# [Texte à lire]
================================

Cette offensive, Pétain et les officiers du GQG français, y pensent depuis longtemps. Pour eux, elle s’impose comme une évidence, car c’est sans doute l’option qui offre la meilleure chance d’obtenir une victoire décisive. En charge des armées françaises dans ce secteur, le général de Castelnau leur en a souligné les mérites : « Dans notre QG de Mirecourt en Lorraine, nous considérions les positions ennemies entre la Moselle et les Vosges comme les gonds de l’immense porte défendue par les Allemands du Rhin à la mer. Nous disions que, si les gonds sautaient, toute la porte s’écroulerait ipso facto ; elle s’ouvrirait d’autant plus aisément que, pour atteindre le Rhin, de Mayence à Cologne, et agir efficacement sur les communications de l’ennemi, les armées françaises de Lorraine avaient moins de distance à couvrir et de difficultés topographiques à vaincre que les autres groupements des forces alliées » (L’Écho de Paris, 29 janvier 1930).

================================

# [Consigne écrite 1]
D'après le texte à lire, dans quelle ville se trouvait le quartier général du général de Castelnau ?

================================

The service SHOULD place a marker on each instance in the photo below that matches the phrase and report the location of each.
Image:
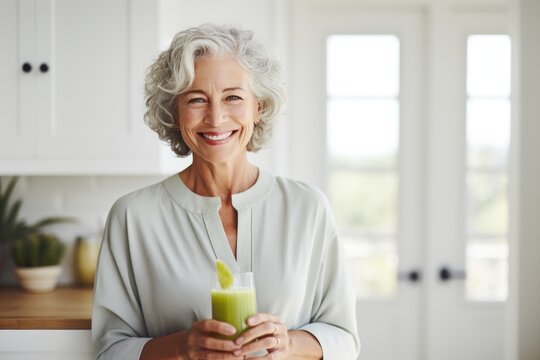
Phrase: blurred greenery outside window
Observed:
(488, 140)
(362, 146)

================================

# [Consigne écrite 2]
Reproduisez fidèlement les entrées ci-dessus, en omettant l'image qu'elles contiennent.

# [Réponse écrite 1]
À Mirecourt, en Lorraine.

# [Réponse écrite 2]
The service SHOULD place a marker on each instance in the photo below that matches the phrase and report the location of each.
Image:
Phrase: blurred greenery outside window
Observed:
(488, 140)
(362, 146)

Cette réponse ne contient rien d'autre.